:: Problema proposto 1 ::
Organize em uma tabela Markdown, com as colunas "Nº" e "Linha da listagem", o trecho da listagem que se inicia na linha que contém "Where can the toy" e se encerra na linha que contém "Target: toy power drill", incluídas ambas. Numere cada linha e omita as linhas em branco.

___ Trecho da página

Com palavras que entram e saem das atas do Copom, os analistas do mercado financeiro, das empresas, das consultorias vão entendendo os sinais do Banco Central. Na ata divulgada ontem, o Banco Central escreveu a palavra "principalmente" antes da expressão "ações convencionais de política monetária." Foi entendido que os juros podem subir mais.
É preciso ler também as ausências. Na última ata, depois da horrenda palavra "macroprudencial" - que quer dizer controle de crédito - estava escrita a definição "um instrumento rápido e potente para conter a demanda." Desta vez, a definição não estava mais lá. Juntando o fato de que o BC vai principalmente usar as ações convencionais e não está repetindo que o macroprudencial é "rápido e potente", analistas como o professor Luiz Roberto Cunha, o economista Luis Otávio Leal e economistas de diversos bancos concluíram que a instituição acredita mais em juros do que em medidas como IOF sobre crédito para controlar a inflação.
Pode-se imaginar que tudo isso é um jogo de apostas, em que palavras servem para se tentar adivinhações. Na verdade, esse ritual de comunicação entre o Banco Central e as instituições que compram - com o nosso dinheiro - títulos da dívida pública remunerados pela taxa Selic é uma forma de dar transparência e previsibilidade às ações do BC. Através disso ele vai se comunicando e influenciando as expectativas. Quanto mais transparente e coerente for, mais influente será.

______
___ Material fornecido

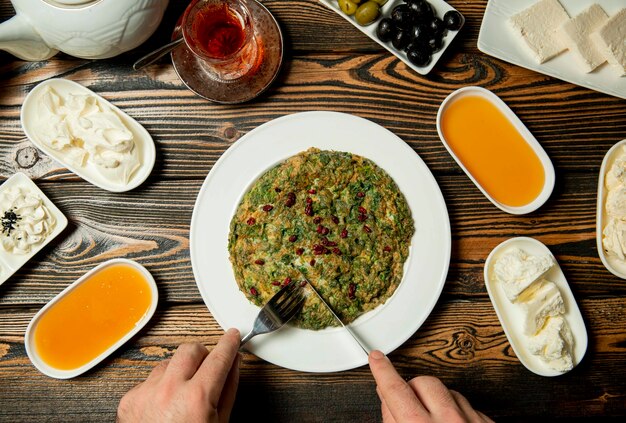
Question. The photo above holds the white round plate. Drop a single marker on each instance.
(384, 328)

______
___ Material fornecido

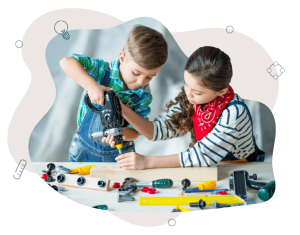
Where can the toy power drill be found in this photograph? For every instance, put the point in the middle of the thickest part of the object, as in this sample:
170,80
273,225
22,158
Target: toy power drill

______
___ Material fornecido

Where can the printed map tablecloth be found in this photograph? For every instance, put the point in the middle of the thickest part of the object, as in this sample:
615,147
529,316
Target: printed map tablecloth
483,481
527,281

______

:: Problema proposto 2 ::
Reproduza na íntegra, sem qualquer alteração, o texto sobre a ata do Copom.

:: Resposta redigida 1 ::
| Nº | Linha da listagem |
|---|---|
| 1 | Where can the toy power drill be found in this photograph? For every instance, put the point in the middle of the thickest part of the object, as in this sample: |
| 2 | 170,80 |
| 3 | 273,225 |
| 4 | 22,158 |
| 5 | Target: toy power drill |

:: Resposta redigida 2 ::
Com palavras que entram e saem das atas do Copom, os analistas do mercado financeiro, das empresas, das consultorias vão entendendo os sinais do Banco Central. Na ata divulgada ontem, o Banco Central escreveu a palavra "principalmente" antes da expressão "ações convencionais de política monetária." Foi entendido que os juros podem subir mais.
É preciso ler também as ausências. Na última ata, depois da horrenda palavra "macroprudencial" - que quer dizer controle de crédito - estava escrita a definição "um instrumento rápido e potente para conter a demanda." Desta vez, a definição não estava mais lá. Juntando o fato de que o BC vai principalmente usar as ações convencionais e não está repetindo que o macroprudencial é "rápido e potente", analistas como o professor Luiz Roberto Cunha, o economista Luis Otávio Leal e economistas de diversos bancos concluíram que a instituição acredita mais em juros do que em medidas como IOF sobre crédito para controlar a inflação.
Pode-se imaginar que tudo isso é um jogo de apostas, em que palavras servem para se tentar adivinhações. Na verdade, esse ritual de comunicação entre o Banco Central e as instituições que compram - com o nosso dinheiro - títulos da dívida pública remunerados pela taxa Selic é uma forma de dar transparência e previsibilidade às ações do BC. Através disso ele vai se comunicando e influenciando as expectativas. Quanto mais transparente e coerente for, mais influente será.